EXERCISE INSTRUCTIONS -
a - Answer these questions from the Liberal Democrat text, one answer per line, marked like the questions:
(i) On which newspaper pages did many of the author's articles appear?
(ii) What group came out of the dialogue with Labour?
(iii) Who chairs that group?
b - Continue the Liberal Democrat text from its final sentence, in the same first-person voice.

So, I spoke out publicly, mainly through newspaper articles, many of which were on the Guardian ‘Comment is Free’ pages.  One paragraph in a piece in late June 2010 set out what was to become my line in later writing and in media interviews:

The Liberal Democrat leadership believed in “savage cuts” long before they entered government. Instead of arguing the case for a progressive enabling state, the coalition rests on a shared belief that the state is often the problem. Most of the public will not engage in arguments about the size of the state, but public sector workers (who did not cause the current crisis) will feel its effects. It now falls to Liberal Democrat leaders to persuade the public of the necessity of cuts for which they have no electoral mandate and VAT increases they opposed. Meanwhile, Liberal Democrats may soon realise that a centre-left party is being led from the centre-right.

I got a lot of criticism for expressing those views, but I do believe that party members have a right to speak out when they disagree with their party on fundamental issues.  I then went on to argue that we should think about dialogue with those outside the Liberal Democrats with whom we shared views.  In particular, that meant engaging with Labour in a spirit of dialogue with regard to its policy review.  Out of that came a group called Liberal Left, which seeks to make it clear that the Liberal Democrats are a left-of-centre party and should work for a coalition of that nature.

How much difference have we made?  Those of us who took part in dialogue with Labour incurred the wrath of right-wing members of the party who seem to think that we should only talk to Conservatives, because only that relationship has been sanctioned by a vote at a party conference.  That is a curiously collectivist (one might even say Labourist) attitude which came largely from right-wing bloggers who many of us think just need to get out a bit more.  So we ignored them, and were consoled by the fact that although many had left the party before Liberal Left was formed, others told us that because we had formed and because we were saying what we were saying, they would stay within the Liberal Democrats and join the battle.  Liberal Left has done valuable work in that area and will continue to do so.  For many party members, Linda Jack’s regular comments as chair of Liberal Left are the only thing which persuades them that the party is still a viable centre-left force.

The party compromised

Among far too many members though, I see an attitude which I struggle to understand and which ultimately makes me feel unable to support the party.  Compromise in politics is important.  I want to see coalitions in which both sides make compromises.  That way, a broad range of views can be represented, there can be stable government, and we can learn from opponents.  But what I cannot accept is that so long as one achieves something in government, a few small things, anything, then any compromise is acceptable when it comes to the big issues. That way lies Vichy France. Instead of achieving compromise, one becomes compromised.

Collected data entries
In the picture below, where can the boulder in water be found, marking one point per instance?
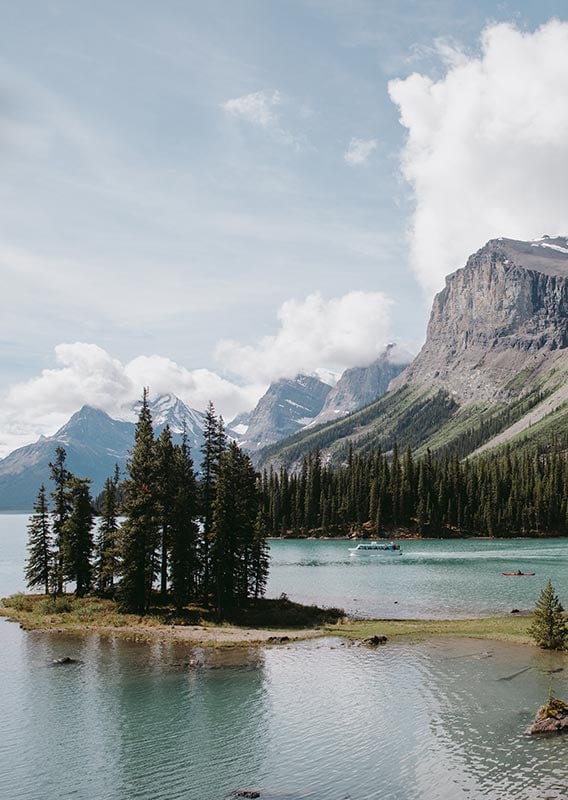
(375, 641)
(551, 718)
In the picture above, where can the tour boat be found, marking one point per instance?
(519, 574)
(377, 547)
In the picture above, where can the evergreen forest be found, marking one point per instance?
(509, 494)
(162, 535)
(166, 533)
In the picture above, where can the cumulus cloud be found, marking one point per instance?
(487, 146)
(359, 151)
(85, 374)
(257, 108)
(334, 334)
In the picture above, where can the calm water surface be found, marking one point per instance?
(319, 720)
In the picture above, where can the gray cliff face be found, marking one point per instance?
(94, 443)
(359, 386)
(287, 406)
(505, 311)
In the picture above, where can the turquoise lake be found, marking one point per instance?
(321, 720)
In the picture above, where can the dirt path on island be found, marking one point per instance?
(200, 635)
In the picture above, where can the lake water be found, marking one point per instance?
(320, 720)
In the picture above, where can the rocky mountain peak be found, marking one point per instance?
(359, 386)
(506, 310)
(288, 405)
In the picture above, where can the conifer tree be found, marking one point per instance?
(78, 535)
(60, 476)
(39, 565)
(183, 532)
(107, 563)
(260, 558)
(139, 532)
(234, 515)
(549, 627)
(166, 493)
(214, 444)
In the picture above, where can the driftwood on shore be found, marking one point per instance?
(551, 718)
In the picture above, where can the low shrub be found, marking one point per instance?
(59, 605)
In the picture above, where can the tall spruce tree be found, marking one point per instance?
(549, 628)
(214, 444)
(39, 565)
(166, 492)
(78, 536)
(140, 531)
(183, 532)
(259, 557)
(234, 514)
(107, 564)
(60, 476)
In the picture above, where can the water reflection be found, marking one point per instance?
(320, 719)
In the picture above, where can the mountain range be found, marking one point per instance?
(492, 371)
(95, 442)
(493, 368)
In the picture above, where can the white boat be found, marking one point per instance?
(387, 549)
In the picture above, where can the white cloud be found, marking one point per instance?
(257, 108)
(359, 151)
(314, 333)
(86, 374)
(263, 109)
(487, 147)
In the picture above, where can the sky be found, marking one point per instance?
(204, 197)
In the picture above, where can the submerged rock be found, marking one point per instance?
(246, 793)
(374, 641)
(551, 718)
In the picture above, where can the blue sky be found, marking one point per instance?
(173, 173)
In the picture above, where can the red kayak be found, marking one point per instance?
(519, 574)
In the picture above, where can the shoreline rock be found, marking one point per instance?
(551, 718)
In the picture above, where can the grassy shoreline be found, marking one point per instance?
(93, 615)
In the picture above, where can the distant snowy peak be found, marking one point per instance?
(359, 386)
(167, 409)
(557, 243)
(287, 406)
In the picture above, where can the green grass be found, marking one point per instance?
(67, 614)
(512, 628)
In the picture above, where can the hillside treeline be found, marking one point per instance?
(505, 495)
(182, 540)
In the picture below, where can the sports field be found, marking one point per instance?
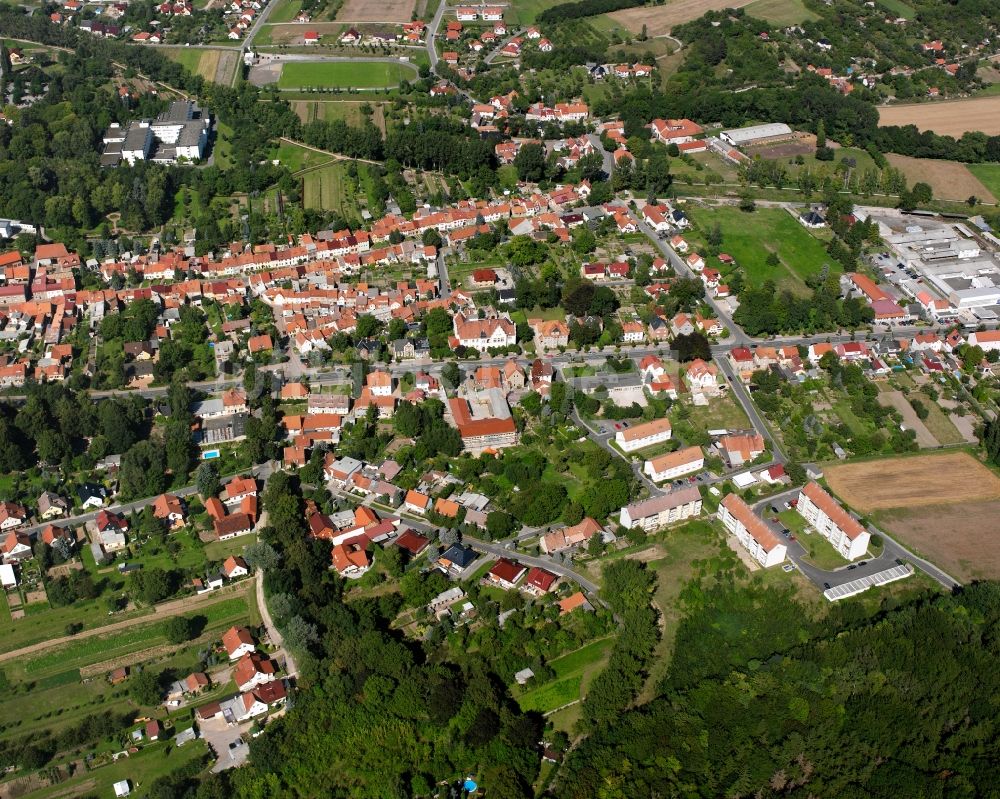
(950, 180)
(341, 74)
(953, 117)
(946, 478)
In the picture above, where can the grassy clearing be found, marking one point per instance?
(780, 12)
(940, 426)
(750, 238)
(721, 412)
(899, 8)
(100, 648)
(296, 157)
(685, 549)
(573, 672)
(347, 74)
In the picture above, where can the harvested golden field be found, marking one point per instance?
(911, 482)
(952, 118)
(950, 180)
(660, 19)
(384, 11)
(964, 541)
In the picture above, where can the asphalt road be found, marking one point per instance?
(891, 552)
(743, 397)
(262, 471)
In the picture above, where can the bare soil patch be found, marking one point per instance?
(913, 482)
(661, 19)
(950, 180)
(225, 68)
(385, 11)
(965, 544)
(804, 144)
(895, 399)
(951, 117)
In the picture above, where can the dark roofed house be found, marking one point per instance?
(456, 558)
(505, 573)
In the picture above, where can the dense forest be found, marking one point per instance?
(761, 702)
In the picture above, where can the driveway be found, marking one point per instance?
(219, 734)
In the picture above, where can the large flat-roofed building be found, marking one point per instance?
(752, 533)
(651, 514)
(180, 132)
(756, 134)
(944, 258)
(825, 515)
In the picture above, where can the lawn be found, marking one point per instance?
(347, 74)
(780, 12)
(750, 238)
(142, 769)
(285, 11)
(898, 7)
(186, 57)
(988, 175)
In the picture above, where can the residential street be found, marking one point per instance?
(823, 578)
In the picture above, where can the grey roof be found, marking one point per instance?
(672, 499)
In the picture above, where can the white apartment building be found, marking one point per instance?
(827, 517)
(754, 536)
(643, 435)
(654, 513)
(675, 464)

RESPONSES BY TASK -
a -
(i) The Guardian 'Comment is Free' pages
(ii) Liberal Left
(iii) Linda Jack

b -
What I see far too often is party members being fobbed off by the Conservatives.  In some cases, that is just because some Conservatives are quite polite.  In the early days of the coalition, I would hear party members saying that they came back from a conference attended by Michael Gove and that although he hadn’t agreed with what they had said, he had listened politely.  Yes, of course he did.  That’s what many Conservatives do.  But then he went away and used Liberal Democrat MPs’ votes to launch an assault on many of the values which party members have long held dear.  Just the same has applied to policy on the NHS where Liberal Democrats have been satisfied by minor compromises. 

Then we have the ‘pupil premium’ heralded as a major Liberal Democrat gain in government.  That policy has its origins in a pamphlet I co-wrote with Nick Clegg in 2002.  But what we proposed, and what the party later developed and adopted, was meant to be money for disadvantaged children on top of existing budgets, not a replacement of funding which was being cut from budgets elsewhere.  So yes, it has made a difference, but just in the way that whitewash does, and at what price and what has been given away in return?  The price has been to surrender everything which the party told voters it would do on the central issue of the economy.

That willingness to be fobbed off with being told that they are making a difference, and that they are now playing a part in ‘grown-up’ politics means that the membership is likely to allow the leadership to get away with even more in future.  Nick Clegg’s recent announcement that the next party manifesto would include more rigid prioritisation of policies is in danger of being taken as some kind of admission that previous manifestos were in some way not serious and that the way in which policy is made needs to change.  That is nonsense.  Every recent manifesto has been properly costed, and has stood up to intense scrutiny in the media for being so.  The entire process involves facing up to what might be possible rather than simply desirable.  Blood on the floor has been the result of every internal manifesto discussion in my experience of the manifesto-writing (which covers in different ways 2001, 2005 and 2010).  All the policies included in the 2010 document of which Nick Clegg is now so critical were practical and possible – given the political desire to even try to implement them.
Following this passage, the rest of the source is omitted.